(Items from a data source)
▼▼▼

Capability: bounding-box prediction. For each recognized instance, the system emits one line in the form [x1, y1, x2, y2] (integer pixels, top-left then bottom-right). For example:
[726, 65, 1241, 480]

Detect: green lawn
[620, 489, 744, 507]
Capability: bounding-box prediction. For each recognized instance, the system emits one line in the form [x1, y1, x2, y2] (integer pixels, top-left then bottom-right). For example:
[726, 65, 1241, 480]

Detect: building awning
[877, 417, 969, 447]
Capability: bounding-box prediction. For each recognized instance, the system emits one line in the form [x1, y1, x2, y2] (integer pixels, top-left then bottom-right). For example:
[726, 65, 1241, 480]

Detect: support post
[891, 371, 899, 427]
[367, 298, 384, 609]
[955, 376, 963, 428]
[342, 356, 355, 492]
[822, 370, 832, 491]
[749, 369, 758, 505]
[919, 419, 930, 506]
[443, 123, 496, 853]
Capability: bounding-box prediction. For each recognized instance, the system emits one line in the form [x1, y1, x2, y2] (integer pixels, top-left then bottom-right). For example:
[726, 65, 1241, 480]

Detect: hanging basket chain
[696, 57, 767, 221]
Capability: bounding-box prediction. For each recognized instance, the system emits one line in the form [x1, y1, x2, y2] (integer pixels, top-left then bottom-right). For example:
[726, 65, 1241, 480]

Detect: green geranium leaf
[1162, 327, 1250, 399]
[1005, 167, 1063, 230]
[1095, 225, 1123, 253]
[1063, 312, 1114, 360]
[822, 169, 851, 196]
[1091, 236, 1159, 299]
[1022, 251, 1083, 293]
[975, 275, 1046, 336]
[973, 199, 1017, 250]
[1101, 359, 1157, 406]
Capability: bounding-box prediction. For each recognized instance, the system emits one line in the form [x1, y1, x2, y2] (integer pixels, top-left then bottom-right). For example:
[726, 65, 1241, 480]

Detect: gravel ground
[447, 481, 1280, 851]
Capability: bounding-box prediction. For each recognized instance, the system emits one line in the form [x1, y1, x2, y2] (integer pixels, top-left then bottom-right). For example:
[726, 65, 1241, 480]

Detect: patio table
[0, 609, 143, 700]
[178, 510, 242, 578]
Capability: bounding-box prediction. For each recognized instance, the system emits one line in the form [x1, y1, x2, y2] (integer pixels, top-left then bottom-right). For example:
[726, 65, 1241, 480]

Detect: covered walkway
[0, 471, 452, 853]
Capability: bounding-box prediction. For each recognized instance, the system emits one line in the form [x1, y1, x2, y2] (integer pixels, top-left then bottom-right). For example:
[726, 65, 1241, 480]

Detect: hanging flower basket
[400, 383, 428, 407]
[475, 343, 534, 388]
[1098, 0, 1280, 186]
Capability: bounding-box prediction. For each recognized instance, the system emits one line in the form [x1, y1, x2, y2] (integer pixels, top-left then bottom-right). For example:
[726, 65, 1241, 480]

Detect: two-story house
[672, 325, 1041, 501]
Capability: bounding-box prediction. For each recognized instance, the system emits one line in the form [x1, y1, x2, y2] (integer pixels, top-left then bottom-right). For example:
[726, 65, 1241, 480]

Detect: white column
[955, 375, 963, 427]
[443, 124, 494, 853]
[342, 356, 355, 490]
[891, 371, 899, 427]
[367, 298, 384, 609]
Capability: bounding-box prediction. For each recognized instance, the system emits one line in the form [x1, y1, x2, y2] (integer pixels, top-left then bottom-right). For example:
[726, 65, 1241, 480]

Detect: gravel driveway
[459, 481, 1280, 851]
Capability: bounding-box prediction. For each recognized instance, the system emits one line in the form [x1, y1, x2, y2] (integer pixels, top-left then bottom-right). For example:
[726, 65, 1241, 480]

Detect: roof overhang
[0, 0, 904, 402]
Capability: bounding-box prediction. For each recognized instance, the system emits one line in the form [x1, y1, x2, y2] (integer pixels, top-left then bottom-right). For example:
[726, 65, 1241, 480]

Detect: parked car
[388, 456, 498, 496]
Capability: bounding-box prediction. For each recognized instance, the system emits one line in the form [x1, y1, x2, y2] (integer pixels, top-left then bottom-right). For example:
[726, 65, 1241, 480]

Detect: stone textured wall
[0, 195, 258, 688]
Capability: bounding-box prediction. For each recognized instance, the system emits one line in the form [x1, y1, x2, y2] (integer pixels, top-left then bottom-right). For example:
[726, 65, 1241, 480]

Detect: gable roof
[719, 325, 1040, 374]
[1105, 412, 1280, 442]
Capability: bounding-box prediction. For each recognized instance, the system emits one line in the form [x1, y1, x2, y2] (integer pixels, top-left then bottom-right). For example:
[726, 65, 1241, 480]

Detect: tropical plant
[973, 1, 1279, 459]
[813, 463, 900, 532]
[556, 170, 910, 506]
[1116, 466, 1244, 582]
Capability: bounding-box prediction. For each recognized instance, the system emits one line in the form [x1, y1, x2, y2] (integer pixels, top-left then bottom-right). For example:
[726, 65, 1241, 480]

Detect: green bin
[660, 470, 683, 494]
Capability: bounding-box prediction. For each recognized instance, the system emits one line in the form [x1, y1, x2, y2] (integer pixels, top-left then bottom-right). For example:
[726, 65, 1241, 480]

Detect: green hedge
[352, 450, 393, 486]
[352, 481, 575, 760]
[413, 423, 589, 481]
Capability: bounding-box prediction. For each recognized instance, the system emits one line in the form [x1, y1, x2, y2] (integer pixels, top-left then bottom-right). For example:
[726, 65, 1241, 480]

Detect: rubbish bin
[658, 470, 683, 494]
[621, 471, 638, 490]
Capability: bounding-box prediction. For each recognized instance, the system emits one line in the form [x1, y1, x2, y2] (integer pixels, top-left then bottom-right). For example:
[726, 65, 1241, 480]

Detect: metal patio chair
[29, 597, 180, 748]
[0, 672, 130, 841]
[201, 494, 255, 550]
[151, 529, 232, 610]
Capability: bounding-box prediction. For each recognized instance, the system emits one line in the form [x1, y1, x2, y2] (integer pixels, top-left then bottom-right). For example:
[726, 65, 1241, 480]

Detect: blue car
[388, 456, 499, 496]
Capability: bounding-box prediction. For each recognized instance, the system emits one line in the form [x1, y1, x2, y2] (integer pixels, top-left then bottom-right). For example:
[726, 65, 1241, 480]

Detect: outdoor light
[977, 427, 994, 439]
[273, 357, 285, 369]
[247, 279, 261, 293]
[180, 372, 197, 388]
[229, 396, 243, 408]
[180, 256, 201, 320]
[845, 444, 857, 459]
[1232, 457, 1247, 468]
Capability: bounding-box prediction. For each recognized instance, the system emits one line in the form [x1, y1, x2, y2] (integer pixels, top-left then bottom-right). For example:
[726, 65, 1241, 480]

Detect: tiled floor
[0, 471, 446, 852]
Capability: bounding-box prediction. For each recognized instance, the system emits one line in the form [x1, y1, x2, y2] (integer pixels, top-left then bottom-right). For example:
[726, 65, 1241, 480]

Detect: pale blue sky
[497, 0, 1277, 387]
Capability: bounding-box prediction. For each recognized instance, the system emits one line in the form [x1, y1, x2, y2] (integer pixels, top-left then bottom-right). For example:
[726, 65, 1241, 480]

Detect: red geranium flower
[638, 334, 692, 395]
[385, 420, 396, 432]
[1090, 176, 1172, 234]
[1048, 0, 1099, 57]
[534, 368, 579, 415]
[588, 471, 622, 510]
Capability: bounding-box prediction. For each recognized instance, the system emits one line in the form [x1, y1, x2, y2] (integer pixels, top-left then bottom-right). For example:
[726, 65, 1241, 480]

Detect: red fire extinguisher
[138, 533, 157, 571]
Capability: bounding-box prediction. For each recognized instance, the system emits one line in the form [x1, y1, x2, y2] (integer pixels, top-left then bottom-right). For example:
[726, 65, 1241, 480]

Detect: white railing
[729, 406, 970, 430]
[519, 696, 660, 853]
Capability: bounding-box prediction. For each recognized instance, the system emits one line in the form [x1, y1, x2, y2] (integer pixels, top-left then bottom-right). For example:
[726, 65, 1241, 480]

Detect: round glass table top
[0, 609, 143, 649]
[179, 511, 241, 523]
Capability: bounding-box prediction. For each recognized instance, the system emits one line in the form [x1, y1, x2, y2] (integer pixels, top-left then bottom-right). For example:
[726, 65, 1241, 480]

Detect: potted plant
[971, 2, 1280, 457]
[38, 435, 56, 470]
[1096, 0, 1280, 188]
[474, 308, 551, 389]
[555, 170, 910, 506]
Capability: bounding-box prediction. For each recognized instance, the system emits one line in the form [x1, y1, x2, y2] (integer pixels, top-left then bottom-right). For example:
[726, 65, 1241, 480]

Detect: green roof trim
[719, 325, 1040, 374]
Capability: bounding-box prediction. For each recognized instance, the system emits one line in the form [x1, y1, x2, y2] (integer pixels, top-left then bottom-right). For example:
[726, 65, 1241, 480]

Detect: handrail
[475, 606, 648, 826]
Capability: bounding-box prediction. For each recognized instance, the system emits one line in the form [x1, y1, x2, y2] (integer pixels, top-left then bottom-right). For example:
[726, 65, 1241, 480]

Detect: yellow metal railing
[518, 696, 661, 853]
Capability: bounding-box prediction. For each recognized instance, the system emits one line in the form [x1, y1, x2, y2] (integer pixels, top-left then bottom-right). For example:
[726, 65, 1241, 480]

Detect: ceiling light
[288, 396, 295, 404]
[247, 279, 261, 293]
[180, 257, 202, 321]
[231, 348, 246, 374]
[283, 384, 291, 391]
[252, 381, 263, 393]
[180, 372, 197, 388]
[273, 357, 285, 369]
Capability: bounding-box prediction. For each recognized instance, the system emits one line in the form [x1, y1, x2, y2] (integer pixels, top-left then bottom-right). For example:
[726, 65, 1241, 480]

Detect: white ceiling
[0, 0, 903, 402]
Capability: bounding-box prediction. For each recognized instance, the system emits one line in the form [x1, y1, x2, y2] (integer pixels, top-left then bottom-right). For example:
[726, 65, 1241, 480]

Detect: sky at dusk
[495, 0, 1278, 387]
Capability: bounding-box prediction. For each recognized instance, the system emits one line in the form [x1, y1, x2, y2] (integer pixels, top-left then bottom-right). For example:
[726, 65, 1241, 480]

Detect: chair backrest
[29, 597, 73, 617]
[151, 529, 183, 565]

▲▲▲

Problem statement
Exact copies of the lines from the one holding "Detect: green roof trim" to the end of the entries are all that should be written.

Answer section
Detect: green roof trim
[719, 325, 1040, 374]
Capability: bounding-box prediction. For each recognized instance, the system emits one line in the form [x1, y1, x2, y2] (integer pixels, top-left then bottom-right). For example:
[726, 65, 1241, 480]

Detect: handrail
[475, 606, 648, 826]
Capability: bounding-box prediction. For each recognized instance, the system emits one line in the form [x1, y1, x2, y2] (integer pixels, top-left then bottom-right). For example:
[726, 65, 1241, 480]

Detect: yellow metal railing
[518, 696, 661, 853]
Capability: bounding-box prediction. For each recognized instance, the system emits one line in the form [x1, y1, x2, y2] (integer pixels, top-left then bottom-right). For example:
[726, 65, 1241, 480]

Detect: ceiling light
[288, 396, 295, 404]
[247, 279, 261, 293]
[180, 257, 202, 321]
[231, 348, 246, 374]
[283, 384, 291, 391]
[252, 381, 263, 393]
[180, 372, 197, 388]
[273, 357, 285, 369]
Capability: bounding-box prediction. For each recognized instance, the system emits one line in the form [x1, y1, x2, y2] (integer pixels, top-left then bottom-right). For example:
[726, 65, 1241, 480]

Detect: white ceiling
[0, 0, 903, 402]
Capability: bounding-box prediction. For each recognized instance, the system emits one line in the form [x1, y1, x2, y2] (integer pixels, top-left then bottom-right). For example:
[726, 65, 1241, 480]

Detect: sky at dusk
[495, 0, 1278, 387]
Capability: bounding-box prediction. For each recognized instance, the system emits one line in the form [x1, y1, x2, y2] (integer pixels, top-left then bottom-right). For example:
[726, 65, 1241, 480]

Detect: chair backrest
[29, 597, 73, 617]
[151, 529, 183, 565]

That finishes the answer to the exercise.